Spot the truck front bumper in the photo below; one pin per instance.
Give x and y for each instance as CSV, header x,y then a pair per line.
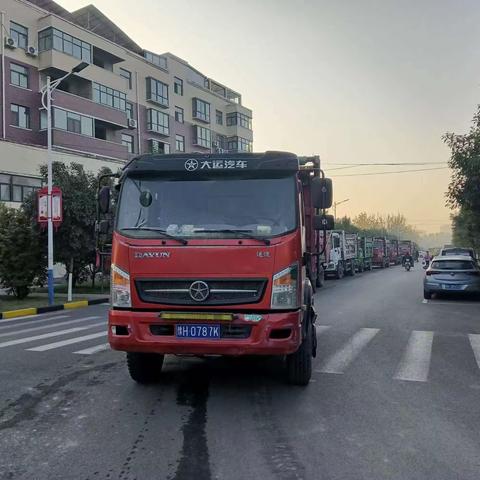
x,y
275,334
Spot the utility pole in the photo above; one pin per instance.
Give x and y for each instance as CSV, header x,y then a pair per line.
x,y
47,104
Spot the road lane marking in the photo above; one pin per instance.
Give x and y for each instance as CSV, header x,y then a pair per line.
x,y
415,363
475,343
96,349
48,335
70,341
339,361
26,322
44,327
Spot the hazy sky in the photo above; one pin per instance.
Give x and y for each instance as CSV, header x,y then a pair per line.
x,y
355,81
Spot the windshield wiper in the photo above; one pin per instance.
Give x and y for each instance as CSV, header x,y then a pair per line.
x,y
159,230
242,233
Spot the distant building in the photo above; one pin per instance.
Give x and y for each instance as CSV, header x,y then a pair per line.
x,y
126,102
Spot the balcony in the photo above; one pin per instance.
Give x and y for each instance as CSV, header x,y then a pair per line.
x,y
89,145
51,62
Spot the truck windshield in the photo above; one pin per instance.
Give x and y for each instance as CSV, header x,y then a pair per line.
x,y
207,208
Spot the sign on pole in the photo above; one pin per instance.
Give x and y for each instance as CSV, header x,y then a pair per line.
x,y
57,206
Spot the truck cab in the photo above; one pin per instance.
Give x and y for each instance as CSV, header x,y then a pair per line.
x,y
216,255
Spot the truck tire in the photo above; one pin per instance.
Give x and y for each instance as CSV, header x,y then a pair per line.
x,y
320,280
299,363
144,367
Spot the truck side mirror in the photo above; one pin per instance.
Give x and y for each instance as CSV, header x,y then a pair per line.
x,y
324,222
104,199
322,192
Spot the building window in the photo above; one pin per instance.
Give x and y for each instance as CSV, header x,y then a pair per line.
x,y
178,85
202,136
63,42
157,91
157,146
127,140
73,122
179,143
201,110
239,119
179,116
20,116
157,60
18,75
109,96
20,34
239,144
15,188
157,121
128,76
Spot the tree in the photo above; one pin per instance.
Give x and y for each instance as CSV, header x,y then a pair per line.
x,y
22,256
464,189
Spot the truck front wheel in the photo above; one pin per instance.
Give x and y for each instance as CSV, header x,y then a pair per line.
x,y
299,364
144,367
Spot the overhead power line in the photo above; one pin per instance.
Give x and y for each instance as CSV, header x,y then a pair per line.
x,y
390,173
387,164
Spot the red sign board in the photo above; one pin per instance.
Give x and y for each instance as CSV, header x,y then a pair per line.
x,y
57,206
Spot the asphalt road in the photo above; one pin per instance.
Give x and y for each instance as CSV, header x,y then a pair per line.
x,y
395,395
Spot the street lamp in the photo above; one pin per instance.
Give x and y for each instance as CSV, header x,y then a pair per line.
x,y
47,104
335,207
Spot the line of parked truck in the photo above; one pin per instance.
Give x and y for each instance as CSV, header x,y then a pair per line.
x,y
349,253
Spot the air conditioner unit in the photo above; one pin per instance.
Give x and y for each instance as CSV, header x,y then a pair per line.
x,y
32,51
10,42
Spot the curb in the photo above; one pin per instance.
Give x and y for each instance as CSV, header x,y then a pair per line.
x,y
23,312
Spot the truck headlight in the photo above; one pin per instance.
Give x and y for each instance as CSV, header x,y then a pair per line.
x,y
120,287
285,288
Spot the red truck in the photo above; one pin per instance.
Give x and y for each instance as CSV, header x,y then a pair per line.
x,y
217,254
380,253
393,252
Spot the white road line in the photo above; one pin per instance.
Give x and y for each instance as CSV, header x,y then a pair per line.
x,y
415,363
96,349
70,341
43,320
475,343
48,335
44,327
339,361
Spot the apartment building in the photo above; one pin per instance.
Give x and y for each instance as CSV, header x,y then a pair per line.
x,y
126,101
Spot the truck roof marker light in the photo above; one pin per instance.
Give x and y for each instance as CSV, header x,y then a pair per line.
x,y
222,317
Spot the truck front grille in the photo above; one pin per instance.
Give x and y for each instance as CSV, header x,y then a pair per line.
x,y
185,292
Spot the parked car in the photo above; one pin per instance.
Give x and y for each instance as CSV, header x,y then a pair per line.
x,y
450,274
469,252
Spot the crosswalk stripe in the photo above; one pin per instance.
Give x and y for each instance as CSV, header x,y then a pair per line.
x,y
28,322
96,349
44,327
475,343
339,361
48,335
415,363
70,341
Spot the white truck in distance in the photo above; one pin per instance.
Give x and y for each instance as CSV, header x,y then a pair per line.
x,y
341,253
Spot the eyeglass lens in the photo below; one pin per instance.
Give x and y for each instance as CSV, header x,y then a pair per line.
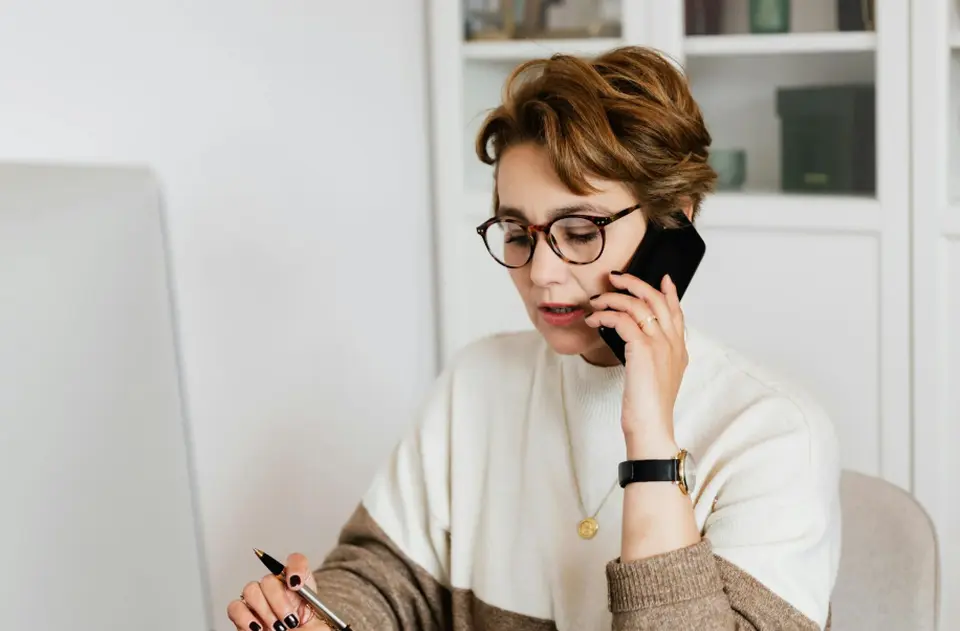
x,y
578,240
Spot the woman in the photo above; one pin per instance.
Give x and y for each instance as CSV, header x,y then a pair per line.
x,y
503,508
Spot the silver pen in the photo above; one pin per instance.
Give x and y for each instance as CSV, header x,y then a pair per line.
x,y
277,569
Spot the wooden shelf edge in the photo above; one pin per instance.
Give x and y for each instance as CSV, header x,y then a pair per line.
x,y
773,44
520,50
754,211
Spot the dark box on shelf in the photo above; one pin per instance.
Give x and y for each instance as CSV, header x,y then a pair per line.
x,y
828,139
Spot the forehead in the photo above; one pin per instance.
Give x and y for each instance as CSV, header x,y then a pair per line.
x,y
528,185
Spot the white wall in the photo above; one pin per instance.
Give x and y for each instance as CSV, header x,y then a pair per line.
x,y
293,149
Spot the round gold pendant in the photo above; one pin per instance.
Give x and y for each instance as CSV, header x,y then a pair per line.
x,y
588,528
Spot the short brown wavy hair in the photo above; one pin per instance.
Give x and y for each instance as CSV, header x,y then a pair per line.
x,y
627,115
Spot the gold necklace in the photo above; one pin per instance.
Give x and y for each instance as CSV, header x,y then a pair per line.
x,y
588,526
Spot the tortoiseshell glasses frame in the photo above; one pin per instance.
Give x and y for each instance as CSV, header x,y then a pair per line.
x,y
531,231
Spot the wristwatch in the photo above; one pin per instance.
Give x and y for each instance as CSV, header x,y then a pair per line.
x,y
681,470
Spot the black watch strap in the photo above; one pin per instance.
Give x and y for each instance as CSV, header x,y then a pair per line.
x,y
649,471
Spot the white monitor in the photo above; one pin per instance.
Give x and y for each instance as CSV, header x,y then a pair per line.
x,y
97,518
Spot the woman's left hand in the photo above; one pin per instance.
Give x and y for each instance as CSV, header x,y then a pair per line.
x,y
650,322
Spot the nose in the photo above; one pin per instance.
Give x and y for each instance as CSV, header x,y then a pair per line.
x,y
546,268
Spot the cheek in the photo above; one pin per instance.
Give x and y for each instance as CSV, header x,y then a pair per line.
x,y
521,281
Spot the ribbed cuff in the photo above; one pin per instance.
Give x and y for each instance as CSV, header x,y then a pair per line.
x,y
665,579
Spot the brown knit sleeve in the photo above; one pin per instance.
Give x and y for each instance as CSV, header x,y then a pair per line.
x,y
692,588
370,584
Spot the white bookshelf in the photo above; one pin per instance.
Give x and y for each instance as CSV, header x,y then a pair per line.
x,y
935,213
789,44
856,296
517,51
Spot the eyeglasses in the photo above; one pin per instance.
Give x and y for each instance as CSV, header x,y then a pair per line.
x,y
576,239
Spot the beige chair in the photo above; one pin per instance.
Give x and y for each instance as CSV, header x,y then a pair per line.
x,y
888,568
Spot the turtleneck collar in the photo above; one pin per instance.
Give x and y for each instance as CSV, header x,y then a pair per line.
x,y
593,394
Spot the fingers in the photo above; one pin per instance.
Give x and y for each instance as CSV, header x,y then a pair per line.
x,y
241,616
624,324
673,302
282,603
656,302
298,572
257,603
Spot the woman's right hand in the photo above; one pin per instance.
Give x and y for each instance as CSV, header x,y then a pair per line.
x,y
272,605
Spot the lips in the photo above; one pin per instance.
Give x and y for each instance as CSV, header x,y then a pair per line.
x,y
558,314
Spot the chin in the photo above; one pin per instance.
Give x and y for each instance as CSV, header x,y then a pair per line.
x,y
569,341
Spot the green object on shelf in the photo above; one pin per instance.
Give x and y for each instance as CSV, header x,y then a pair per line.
x,y
770,16
828,139
731,168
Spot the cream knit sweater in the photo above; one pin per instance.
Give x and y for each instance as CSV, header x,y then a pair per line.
x,y
472,523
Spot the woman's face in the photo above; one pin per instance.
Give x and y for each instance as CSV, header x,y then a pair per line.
x,y
550,287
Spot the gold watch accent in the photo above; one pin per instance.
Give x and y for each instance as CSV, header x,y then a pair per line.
x,y
682,463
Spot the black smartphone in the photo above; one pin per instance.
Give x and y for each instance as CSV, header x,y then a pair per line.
x,y
674,251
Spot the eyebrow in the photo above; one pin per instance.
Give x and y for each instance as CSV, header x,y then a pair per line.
x,y
562,211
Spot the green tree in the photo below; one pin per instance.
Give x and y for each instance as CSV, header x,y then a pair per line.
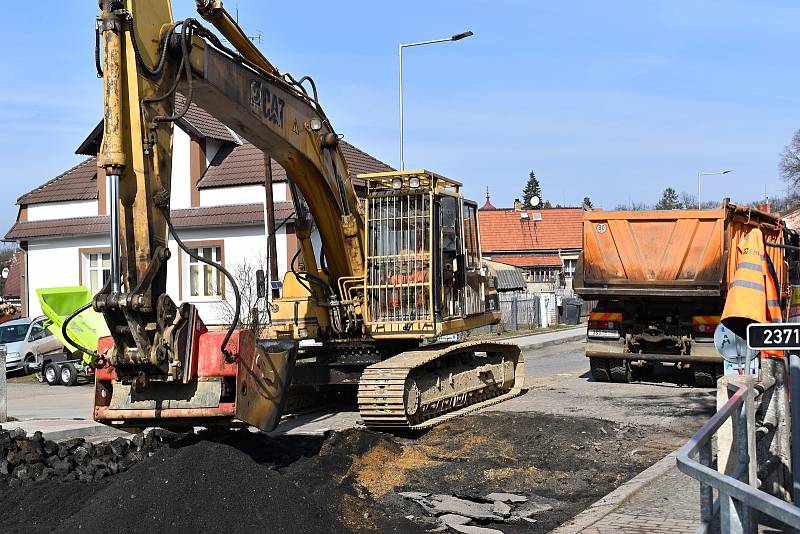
x,y
669,200
532,189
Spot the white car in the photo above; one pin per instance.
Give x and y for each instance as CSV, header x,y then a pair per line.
x,y
26,340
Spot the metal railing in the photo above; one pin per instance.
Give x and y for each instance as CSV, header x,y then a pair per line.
x,y
739,498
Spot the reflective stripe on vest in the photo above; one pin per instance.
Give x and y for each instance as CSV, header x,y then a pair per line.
x,y
747,293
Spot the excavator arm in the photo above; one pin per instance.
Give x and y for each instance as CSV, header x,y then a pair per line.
x,y
157,345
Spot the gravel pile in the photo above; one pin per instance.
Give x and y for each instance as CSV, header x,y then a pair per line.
x,y
25,459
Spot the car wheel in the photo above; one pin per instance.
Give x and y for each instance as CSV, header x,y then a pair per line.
x,y
29,364
69,375
51,375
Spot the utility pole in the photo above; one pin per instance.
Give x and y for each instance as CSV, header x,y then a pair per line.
x,y
456,37
3,388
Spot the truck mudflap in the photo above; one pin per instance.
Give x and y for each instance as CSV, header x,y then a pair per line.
x,y
615,350
251,390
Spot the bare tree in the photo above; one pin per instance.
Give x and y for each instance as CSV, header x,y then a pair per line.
x,y
687,200
789,166
253,312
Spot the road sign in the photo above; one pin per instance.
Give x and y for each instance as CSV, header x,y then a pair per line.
x,y
732,347
773,336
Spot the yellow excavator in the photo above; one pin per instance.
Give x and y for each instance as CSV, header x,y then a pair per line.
x,y
379,308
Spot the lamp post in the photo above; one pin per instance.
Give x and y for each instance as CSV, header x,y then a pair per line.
x,y
701,173
456,37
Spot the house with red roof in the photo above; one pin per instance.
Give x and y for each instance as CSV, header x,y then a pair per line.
x,y
218,203
544,243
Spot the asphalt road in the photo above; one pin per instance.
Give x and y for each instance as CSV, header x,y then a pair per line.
x,y
557,377
559,383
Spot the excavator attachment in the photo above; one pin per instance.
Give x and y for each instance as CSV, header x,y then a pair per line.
x,y
216,392
58,303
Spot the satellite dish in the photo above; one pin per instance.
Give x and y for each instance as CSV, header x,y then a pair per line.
x,y
733,348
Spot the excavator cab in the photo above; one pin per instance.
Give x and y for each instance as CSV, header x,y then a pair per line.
x,y
424,275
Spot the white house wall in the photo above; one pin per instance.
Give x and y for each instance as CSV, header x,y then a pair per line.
x,y
55,263
58,262
225,196
62,210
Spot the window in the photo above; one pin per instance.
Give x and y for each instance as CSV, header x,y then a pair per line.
x,y
205,280
99,270
471,235
569,267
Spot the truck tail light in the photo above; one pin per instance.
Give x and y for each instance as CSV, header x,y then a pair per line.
x,y
705,324
605,320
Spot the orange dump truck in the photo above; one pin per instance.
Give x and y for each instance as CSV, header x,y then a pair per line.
x,y
660,279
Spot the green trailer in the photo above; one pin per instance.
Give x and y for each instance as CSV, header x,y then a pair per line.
x,y
86,329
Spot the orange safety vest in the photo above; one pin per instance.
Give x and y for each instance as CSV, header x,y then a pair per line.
x,y
753,294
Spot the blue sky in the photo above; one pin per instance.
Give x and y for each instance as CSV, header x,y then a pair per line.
x,y
614,100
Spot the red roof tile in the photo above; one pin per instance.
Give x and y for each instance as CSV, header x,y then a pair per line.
x,y
245,165
78,183
205,124
233,215
528,260
503,230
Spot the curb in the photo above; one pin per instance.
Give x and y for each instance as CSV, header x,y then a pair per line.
x,y
616,498
578,336
68,432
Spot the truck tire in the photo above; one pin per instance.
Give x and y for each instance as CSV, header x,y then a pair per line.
x,y
620,371
51,374
69,375
29,364
599,369
704,375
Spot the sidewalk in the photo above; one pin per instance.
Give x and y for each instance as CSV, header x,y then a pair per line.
x,y
660,500
546,339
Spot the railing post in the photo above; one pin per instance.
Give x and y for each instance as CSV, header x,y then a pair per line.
x,y
794,418
736,454
706,491
3,388
514,311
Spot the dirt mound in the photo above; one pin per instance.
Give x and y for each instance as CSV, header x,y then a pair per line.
x,y
205,487
348,482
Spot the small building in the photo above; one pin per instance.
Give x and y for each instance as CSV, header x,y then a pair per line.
x,y
217,202
544,243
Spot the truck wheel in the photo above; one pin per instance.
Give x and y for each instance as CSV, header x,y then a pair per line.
x,y
52,375
704,375
29,364
620,371
69,375
599,369
642,372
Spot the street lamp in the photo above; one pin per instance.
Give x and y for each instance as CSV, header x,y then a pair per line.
x,y
456,37
701,173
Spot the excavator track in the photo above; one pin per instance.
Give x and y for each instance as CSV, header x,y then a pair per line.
x,y
420,389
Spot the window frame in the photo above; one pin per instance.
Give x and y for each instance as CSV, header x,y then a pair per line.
x,y
184,274
84,270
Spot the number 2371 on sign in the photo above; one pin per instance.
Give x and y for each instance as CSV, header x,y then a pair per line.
x,y
775,336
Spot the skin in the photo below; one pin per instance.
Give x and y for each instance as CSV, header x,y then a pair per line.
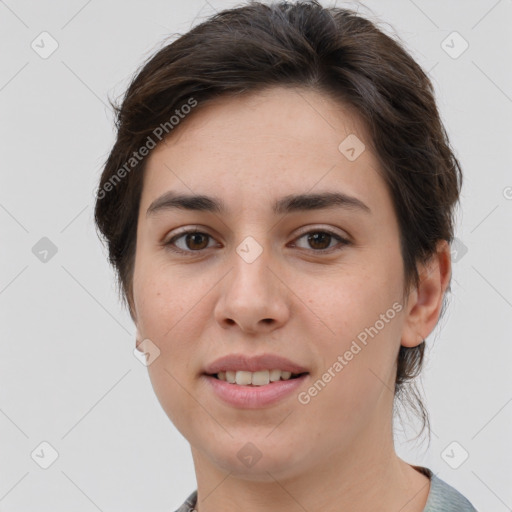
x,y
304,301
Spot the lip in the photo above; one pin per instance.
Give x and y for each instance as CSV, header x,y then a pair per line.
x,y
257,363
254,397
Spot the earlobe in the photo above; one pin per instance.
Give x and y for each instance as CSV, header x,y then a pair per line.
x,y
425,302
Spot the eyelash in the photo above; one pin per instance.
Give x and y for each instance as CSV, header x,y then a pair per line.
x,y
170,244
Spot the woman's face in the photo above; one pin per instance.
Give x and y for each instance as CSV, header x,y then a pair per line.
x,y
256,281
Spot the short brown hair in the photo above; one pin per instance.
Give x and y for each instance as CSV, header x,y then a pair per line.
x,y
332,50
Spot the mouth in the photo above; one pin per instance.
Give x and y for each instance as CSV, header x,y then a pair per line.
x,y
255,379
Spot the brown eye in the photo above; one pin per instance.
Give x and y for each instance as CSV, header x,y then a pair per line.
x,y
196,241
190,241
320,241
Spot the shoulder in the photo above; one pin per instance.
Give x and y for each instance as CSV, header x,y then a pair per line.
x,y
444,498
189,504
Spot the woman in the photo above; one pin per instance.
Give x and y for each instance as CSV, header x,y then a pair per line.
x,y
278,206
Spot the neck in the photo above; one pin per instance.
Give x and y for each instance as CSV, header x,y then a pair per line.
x,y
366,475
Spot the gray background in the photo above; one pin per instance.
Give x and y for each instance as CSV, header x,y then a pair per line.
x,y
68,373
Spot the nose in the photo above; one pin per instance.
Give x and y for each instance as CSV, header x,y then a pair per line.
x,y
253,296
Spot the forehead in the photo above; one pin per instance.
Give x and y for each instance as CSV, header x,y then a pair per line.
x,y
251,145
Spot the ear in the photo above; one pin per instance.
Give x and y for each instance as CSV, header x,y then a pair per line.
x,y
424,302
138,339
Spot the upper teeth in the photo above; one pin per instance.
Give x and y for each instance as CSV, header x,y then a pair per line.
x,y
255,378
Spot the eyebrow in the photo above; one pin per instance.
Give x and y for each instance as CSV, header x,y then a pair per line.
x,y
292,203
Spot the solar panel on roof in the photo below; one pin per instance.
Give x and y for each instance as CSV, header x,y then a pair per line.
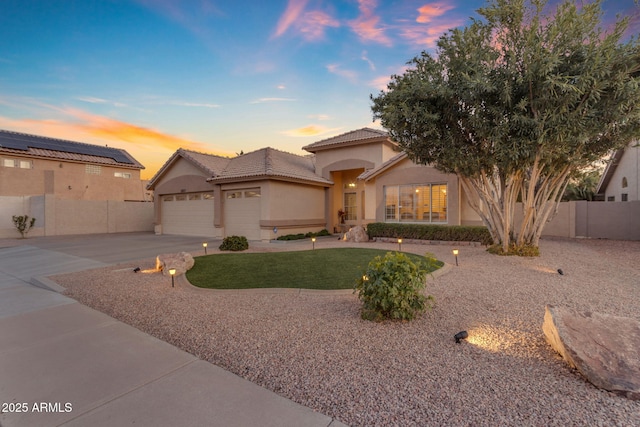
x,y
18,141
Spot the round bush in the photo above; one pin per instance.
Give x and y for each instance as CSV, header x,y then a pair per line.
x,y
391,288
234,243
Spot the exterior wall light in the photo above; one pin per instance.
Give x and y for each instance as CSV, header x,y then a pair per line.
x,y
461,336
172,273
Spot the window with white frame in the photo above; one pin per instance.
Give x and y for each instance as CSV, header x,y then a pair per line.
x,y
350,207
416,203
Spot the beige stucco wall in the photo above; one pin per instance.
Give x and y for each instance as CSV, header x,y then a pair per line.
x,y
55,217
629,167
69,180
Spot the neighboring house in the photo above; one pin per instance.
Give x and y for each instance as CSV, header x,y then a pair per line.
x,y
620,181
268,193
33,165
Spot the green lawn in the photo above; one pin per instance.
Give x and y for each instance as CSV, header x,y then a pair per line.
x,y
316,269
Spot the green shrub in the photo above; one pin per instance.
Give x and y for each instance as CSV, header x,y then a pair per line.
x,y
391,287
451,233
23,224
522,250
234,243
301,236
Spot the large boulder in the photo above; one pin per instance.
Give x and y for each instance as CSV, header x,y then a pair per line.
x,y
604,348
356,234
182,262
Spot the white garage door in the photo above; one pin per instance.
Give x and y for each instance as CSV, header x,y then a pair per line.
x,y
242,213
188,214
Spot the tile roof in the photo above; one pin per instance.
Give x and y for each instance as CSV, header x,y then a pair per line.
x,y
22,144
270,163
210,164
359,136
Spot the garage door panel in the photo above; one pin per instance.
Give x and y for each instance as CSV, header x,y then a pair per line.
x,y
242,214
189,217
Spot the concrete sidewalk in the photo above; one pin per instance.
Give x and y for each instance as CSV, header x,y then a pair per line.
x,y
62,363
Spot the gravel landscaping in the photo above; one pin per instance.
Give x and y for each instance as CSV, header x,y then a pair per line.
x,y
313,348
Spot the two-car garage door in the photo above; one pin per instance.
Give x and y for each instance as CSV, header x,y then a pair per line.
x,y
188,214
242,213
192,214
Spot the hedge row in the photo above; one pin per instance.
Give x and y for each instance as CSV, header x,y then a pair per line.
x,y
452,233
300,236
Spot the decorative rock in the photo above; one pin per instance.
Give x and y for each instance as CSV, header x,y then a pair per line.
x,y
182,262
603,348
356,234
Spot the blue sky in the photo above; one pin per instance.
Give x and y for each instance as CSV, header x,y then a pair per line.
x,y
151,76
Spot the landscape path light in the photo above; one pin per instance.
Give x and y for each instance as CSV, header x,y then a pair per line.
x,y
460,336
172,272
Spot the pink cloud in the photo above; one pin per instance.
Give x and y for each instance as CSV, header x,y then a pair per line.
x,y
348,74
432,10
311,25
367,25
290,16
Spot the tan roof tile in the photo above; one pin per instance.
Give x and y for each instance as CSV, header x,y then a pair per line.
x,y
358,136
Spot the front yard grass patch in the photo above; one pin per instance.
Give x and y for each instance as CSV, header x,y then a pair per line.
x,y
336,268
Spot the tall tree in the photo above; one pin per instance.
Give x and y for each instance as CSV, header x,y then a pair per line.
x,y
514,103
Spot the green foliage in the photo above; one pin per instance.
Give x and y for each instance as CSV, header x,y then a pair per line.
x,y
301,236
514,103
391,287
522,250
234,243
23,224
453,233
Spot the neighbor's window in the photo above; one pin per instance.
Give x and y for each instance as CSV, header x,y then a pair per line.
x,y
416,203
93,169
350,207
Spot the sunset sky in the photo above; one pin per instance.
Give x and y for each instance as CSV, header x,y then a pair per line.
x,y
151,76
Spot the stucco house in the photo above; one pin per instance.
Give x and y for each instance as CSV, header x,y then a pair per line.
x,y
36,165
620,181
352,179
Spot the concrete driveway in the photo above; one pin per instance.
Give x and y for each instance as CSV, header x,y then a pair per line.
x,y
64,364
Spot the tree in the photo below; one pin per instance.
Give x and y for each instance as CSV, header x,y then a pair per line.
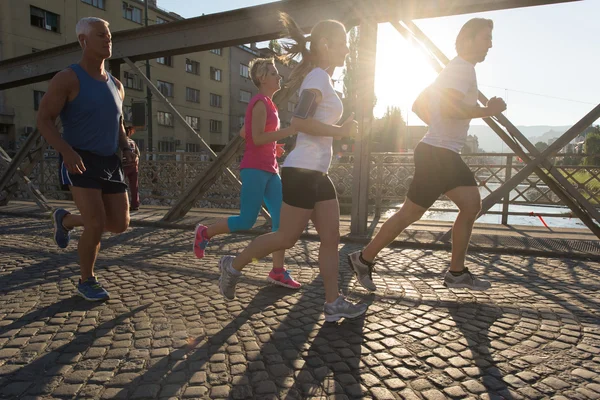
x,y
351,73
387,131
541,146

> Exercise objective
Everything from the line containing "Spot the tan" through the last line of the entries must be repeated verbatim, except pictures.

> Response below
Spot the tan roof tile in the photo above; one pin per instance.
Give x and y for each instance as CSV, header x,y then a pair per line.
x,y
358,136
Spot the front yard grass patch in the photo above; one pin per instance.
Give x and y for each instance as CSV, header x,y then a pair per line.
x,y
336,268
Spot the tall tree in the photo above; one pin per instance.
Give x and y for each instance as CSV, header x,y then a pair per line.
x,y
514,103
Spot the green foliage in the photo above; one pin per instance.
Give x and y for each instance as CSV, header x,y then a pair per line.
x,y
301,236
514,103
391,287
522,250
234,243
23,224
453,233
Spot the neighbor's window in the photo above; one pin per instance.
Give x and y for each instance as CSV, header x,y then a pair per line.
x,y
416,203
93,169
350,207
Spot the sunset sky in the photo above; one pin per instance.
Give x and y for each instance as CSV, header x,y then a pair per line.
x,y
151,76
Spot the stucco house in the photo above; one pin per instance.
Give x and y for each instance as CSV, header x,y then a pair per line.
x,y
36,165
620,181
352,179
Spot the concrete driveway in the photo above; one pin per instance.
Give x and y for each instance as CSV, header x,y then a pair per line.
x,y
64,364
Spot the tree in the photo below; one pin per instance.
Give x and y for each instance as CSV, header x,y then a pair per line.
x,y
351,73
387,131
541,146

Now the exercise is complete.